Exercise directions
Rewrite the lines starting at the one containing "Point to the red and" and ending at the one containing "[1099, 681]", swapping "sieve" for "strainer" and leaving everything else unchanged.

Lines of data:
---------------
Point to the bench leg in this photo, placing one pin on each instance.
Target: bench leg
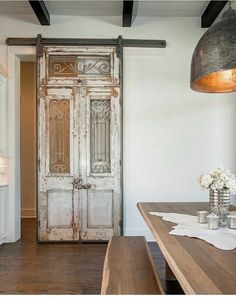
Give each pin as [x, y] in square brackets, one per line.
[169, 274]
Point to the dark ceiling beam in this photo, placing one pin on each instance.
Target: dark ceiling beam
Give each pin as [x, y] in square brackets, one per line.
[41, 12]
[128, 6]
[211, 12]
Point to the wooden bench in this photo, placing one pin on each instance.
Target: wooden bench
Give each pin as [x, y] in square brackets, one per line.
[129, 268]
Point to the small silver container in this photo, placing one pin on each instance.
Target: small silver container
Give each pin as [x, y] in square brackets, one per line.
[202, 216]
[213, 221]
[232, 221]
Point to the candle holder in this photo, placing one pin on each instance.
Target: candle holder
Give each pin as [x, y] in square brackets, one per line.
[213, 221]
[202, 216]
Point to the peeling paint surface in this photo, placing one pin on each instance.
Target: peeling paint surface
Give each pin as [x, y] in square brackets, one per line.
[82, 203]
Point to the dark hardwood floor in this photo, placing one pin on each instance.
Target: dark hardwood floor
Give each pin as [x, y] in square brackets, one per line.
[30, 268]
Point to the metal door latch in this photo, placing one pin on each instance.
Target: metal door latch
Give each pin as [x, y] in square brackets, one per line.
[78, 184]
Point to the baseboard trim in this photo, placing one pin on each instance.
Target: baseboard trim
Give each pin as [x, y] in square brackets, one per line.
[27, 213]
[2, 238]
[140, 232]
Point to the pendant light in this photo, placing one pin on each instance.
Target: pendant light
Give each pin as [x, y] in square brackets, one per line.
[213, 68]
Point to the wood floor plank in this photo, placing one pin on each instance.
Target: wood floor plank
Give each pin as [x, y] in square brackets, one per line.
[27, 267]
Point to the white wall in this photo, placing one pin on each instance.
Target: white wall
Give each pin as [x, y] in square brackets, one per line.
[171, 134]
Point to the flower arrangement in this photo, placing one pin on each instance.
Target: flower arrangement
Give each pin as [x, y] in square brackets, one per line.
[218, 179]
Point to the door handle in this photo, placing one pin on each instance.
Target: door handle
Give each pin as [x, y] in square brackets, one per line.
[78, 185]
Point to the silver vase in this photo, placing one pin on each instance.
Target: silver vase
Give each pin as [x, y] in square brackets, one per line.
[219, 204]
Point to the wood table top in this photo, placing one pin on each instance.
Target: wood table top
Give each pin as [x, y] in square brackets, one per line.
[199, 267]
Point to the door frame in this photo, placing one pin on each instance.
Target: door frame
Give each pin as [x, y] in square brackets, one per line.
[16, 54]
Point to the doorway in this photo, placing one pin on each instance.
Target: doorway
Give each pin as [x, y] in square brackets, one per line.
[28, 142]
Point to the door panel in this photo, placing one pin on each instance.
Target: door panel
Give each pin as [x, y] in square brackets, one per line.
[58, 153]
[79, 148]
[101, 206]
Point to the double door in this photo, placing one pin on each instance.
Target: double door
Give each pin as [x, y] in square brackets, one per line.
[79, 147]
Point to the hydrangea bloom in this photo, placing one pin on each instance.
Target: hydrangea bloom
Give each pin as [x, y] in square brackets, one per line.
[218, 179]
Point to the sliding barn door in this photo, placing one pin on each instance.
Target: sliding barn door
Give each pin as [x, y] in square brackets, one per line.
[79, 147]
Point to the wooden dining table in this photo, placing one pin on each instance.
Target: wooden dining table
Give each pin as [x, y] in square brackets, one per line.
[199, 267]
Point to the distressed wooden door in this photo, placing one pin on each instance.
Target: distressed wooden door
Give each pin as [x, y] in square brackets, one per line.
[79, 147]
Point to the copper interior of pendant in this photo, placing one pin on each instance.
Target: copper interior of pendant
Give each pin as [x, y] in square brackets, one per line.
[217, 82]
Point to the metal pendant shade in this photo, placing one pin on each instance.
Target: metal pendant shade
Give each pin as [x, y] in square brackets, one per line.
[213, 68]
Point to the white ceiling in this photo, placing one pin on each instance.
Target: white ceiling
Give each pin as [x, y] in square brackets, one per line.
[147, 8]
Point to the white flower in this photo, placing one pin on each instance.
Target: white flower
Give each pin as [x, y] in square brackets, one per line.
[205, 181]
[218, 179]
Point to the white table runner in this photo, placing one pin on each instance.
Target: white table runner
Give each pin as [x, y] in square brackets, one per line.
[187, 225]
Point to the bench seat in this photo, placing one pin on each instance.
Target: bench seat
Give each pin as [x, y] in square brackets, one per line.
[129, 267]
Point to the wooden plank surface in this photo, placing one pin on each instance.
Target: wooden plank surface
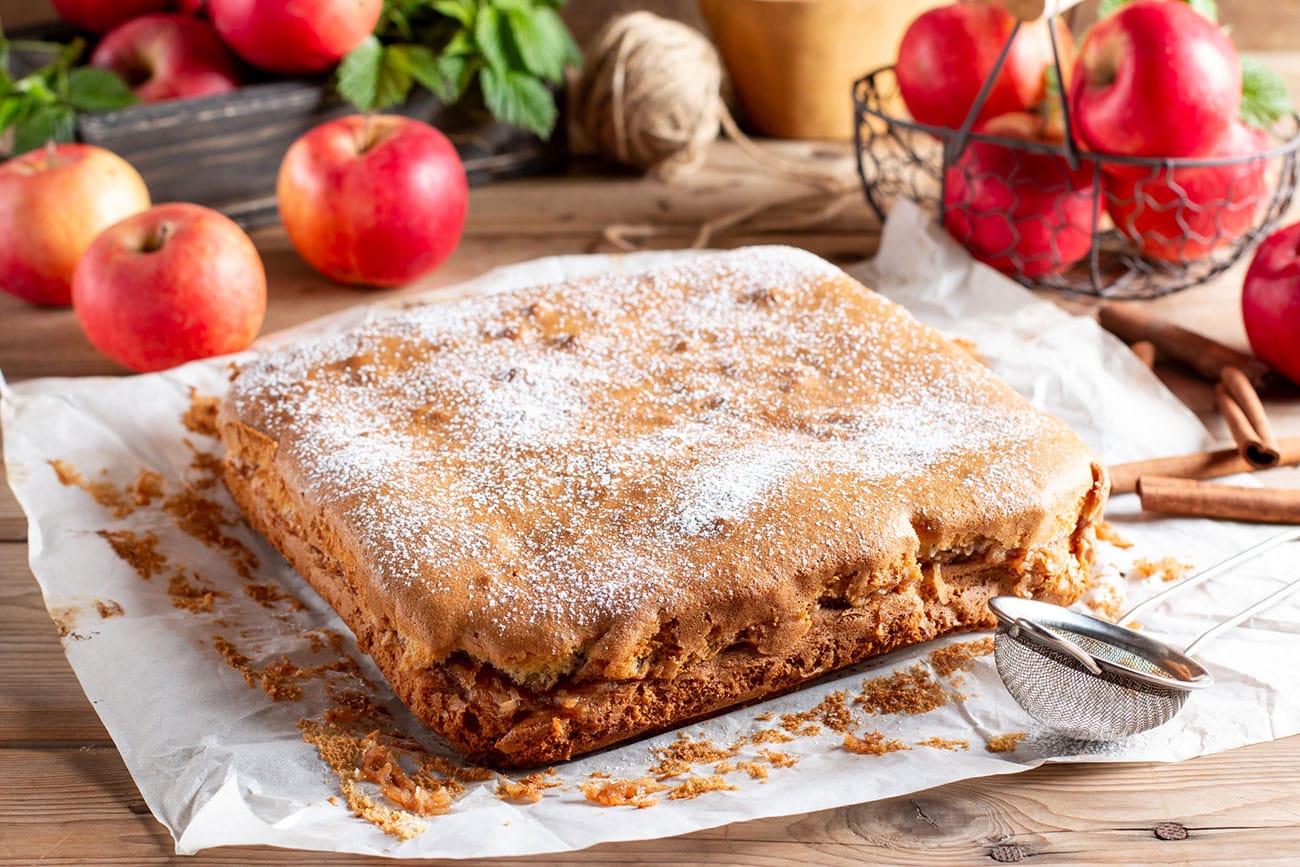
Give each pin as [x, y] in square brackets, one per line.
[66, 798]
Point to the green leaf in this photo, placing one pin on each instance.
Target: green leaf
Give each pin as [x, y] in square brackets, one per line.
[373, 77]
[519, 99]
[91, 89]
[490, 40]
[1264, 95]
[57, 122]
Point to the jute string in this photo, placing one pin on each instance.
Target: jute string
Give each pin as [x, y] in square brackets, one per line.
[650, 96]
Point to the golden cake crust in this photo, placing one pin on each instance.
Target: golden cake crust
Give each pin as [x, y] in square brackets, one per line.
[724, 476]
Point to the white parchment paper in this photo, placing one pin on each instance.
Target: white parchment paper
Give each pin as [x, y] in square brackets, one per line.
[221, 764]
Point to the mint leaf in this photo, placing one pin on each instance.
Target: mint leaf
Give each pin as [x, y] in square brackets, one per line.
[373, 77]
[1264, 95]
[91, 89]
[519, 99]
[46, 122]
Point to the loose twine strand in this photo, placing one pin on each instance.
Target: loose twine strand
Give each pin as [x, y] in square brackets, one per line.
[650, 96]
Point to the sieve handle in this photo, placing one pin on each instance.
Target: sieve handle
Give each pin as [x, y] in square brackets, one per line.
[1218, 568]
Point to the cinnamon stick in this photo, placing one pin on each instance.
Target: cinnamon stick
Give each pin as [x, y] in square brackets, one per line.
[1230, 502]
[1132, 323]
[1240, 406]
[1145, 352]
[1203, 464]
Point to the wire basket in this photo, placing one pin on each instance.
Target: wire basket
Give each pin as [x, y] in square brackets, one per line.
[1114, 226]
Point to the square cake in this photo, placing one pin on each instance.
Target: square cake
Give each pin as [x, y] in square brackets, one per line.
[564, 516]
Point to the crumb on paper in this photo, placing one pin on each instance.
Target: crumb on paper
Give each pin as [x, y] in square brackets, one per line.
[1005, 742]
[960, 657]
[945, 744]
[911, 690]
[623, 793]
[1106, 532]
[1169, 568]
[872, 744]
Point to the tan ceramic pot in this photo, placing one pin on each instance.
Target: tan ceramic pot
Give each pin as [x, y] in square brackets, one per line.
[793, 61]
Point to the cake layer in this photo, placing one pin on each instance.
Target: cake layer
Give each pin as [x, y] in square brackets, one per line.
[568, 515]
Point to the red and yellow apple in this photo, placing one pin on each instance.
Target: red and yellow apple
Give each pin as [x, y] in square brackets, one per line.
[376, 200]
[947, 53]
[168, 56]
[1182, 213]
[102, 16]
[294, 38]
[1155, 78]
[1270, 302]
[170, 285]
[1019, 211]
[53, 202]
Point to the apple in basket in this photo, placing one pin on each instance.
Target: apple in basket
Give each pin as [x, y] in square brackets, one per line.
[294, 38]
[168, 56]
[377, 200]
[53, 200]
[947, 53]
[1183, 213]
[1155, 78]
[1025, 213]
[170, 285]
[1270, 302]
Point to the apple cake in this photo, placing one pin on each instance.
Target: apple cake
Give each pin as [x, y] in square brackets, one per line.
[564, 516]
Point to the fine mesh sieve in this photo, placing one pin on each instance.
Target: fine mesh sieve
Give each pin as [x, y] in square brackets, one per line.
[1099, 681]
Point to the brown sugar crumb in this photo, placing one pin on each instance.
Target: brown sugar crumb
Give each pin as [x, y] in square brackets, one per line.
[139, 550]
[1108, 533]
[681, 754]
[905, 692]
[1169, 568]
[203, 519]
[191, 597]
[108, 608]
[696, 787]
[945, 744]
[1008, 742]
[872, 744]
[268, 594]
[528, 789]
[623, 793]
[202, 415]
[960, 657]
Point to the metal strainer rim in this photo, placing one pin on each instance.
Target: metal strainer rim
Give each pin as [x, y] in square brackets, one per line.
[1013, 610]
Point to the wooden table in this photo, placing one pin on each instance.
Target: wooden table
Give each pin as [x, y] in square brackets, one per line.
[65, 796]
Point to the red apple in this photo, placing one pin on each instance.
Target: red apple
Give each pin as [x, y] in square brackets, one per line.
[1155, 78]
[102, 16]
[173, 284]
[294, 37]
[948, 53]
[1270, 302]
[168, 56]
[52, 204]
[377, 200]
[1022, 212]
[1182, 213]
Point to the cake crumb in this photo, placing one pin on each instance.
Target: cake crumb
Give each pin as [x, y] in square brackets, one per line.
[1006, 742]
[623, 793]
[911, 690]
[698, 785]
[139, 550]
[960, 657]
[108, 608]
[1106, 532]
[945, 744]
[1169, 568]
[872, 744]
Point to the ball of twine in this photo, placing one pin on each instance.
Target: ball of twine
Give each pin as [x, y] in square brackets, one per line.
[649, 94]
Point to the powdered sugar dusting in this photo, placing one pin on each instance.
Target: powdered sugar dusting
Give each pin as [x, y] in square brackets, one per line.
[533, 472]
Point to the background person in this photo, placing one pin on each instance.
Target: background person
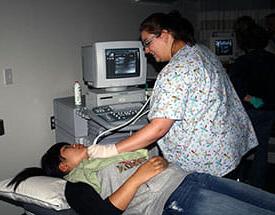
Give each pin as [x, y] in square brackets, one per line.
[151, 187]
[195, 113]
[270, 26]
[253, 76]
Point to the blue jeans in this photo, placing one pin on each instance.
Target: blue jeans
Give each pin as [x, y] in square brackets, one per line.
[203, 194]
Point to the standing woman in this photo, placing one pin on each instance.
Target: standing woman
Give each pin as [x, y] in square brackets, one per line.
[195, 115]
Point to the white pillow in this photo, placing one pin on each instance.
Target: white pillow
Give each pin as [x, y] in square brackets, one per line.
[43, 191]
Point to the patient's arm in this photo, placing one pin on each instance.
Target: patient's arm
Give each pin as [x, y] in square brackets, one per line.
[124, 195]
[85, 200]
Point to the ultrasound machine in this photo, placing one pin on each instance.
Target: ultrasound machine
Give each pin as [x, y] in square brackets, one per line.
[115, 104]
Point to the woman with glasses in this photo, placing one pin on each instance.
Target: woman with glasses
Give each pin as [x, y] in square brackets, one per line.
[195, 114]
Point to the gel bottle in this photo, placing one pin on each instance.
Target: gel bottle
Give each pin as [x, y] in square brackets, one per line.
[77, 93]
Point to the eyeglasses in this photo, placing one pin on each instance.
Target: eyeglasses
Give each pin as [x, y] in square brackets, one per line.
[148, 41]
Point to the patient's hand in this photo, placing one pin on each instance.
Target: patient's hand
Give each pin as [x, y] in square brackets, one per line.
[102, 151]
[149, 169]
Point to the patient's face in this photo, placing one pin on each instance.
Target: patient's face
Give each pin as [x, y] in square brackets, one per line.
[73, 154]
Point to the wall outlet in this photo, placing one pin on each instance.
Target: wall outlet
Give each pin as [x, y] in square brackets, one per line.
[8, 79]
[52, 120]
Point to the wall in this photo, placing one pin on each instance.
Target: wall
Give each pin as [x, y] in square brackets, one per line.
[40, 41]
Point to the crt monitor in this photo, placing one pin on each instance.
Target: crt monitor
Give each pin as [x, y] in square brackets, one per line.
[224, 47]
[114, 65]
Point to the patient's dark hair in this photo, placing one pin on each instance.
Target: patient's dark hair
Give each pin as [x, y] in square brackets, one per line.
[49, 166]
[181, 28]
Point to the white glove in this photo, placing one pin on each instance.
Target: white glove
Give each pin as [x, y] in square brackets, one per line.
[102, 151]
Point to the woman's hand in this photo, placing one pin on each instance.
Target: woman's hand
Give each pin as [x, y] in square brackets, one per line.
[126, 192]
[149, 169]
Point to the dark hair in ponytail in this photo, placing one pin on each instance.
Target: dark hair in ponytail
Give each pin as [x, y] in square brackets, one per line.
[49, 166]
[181, 28]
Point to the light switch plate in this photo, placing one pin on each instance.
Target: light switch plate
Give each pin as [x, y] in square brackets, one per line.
[8, 79]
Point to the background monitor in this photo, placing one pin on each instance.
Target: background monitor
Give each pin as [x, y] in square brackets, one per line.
[114, 65]
[224, 46]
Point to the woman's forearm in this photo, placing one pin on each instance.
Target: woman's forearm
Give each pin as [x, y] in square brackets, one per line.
[125, 194]
[145, 136]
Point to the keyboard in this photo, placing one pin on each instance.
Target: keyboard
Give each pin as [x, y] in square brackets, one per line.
[118, 112]
[113, 115]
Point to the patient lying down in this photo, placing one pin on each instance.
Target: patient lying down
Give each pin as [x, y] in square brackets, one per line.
[132, 183]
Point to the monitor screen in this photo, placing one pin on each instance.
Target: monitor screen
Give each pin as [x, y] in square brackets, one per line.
[114, 64]
[121, 63]
[224, 47]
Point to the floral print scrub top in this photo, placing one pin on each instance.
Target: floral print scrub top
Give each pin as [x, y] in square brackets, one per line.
[212, 130]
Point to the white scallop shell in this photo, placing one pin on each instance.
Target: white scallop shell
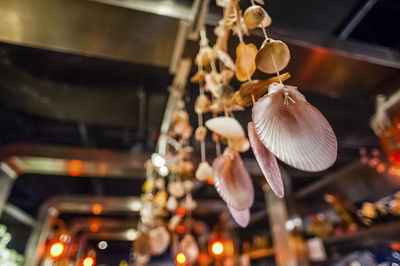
---------------
Reply
Point to the red and yellow apple in this photo, placing one pin on each instance.
Target: red and yellow apple
Give each pin as [x, y] in square brackets, one per line.
[376, 200]
[947, 53]
[168, 56]
[1182, 213]
[102, 16]
[294, 38]
[1155, 78]
[1270, 302]
[170, 285]
[1019, 211]
[53, 202]
Point to the apple in basket in this photo, placing one pin on each instance.
Target: apple in basket
Give each pin as [x, y] in square brackets, one per line.
[294, 38]
[168, 56]
[377, 200]
[53, 200]
[947, 53]
[1183, 213]
[1155, 78]
[1025, 213]
[170, 285]
[1270, 302]
Point to the apple cake in this photo, placing one pin on each instance.
Target: apple cake
Give each pin as [x, y] in square brackets, one per line.
[564, 516]
Point to the fine mesh strainer in this photo, placing one pin on each instance.
Target: fine mesh strainer
Give each pin as [x, y] in square brackets, one per line.
[1099, 681]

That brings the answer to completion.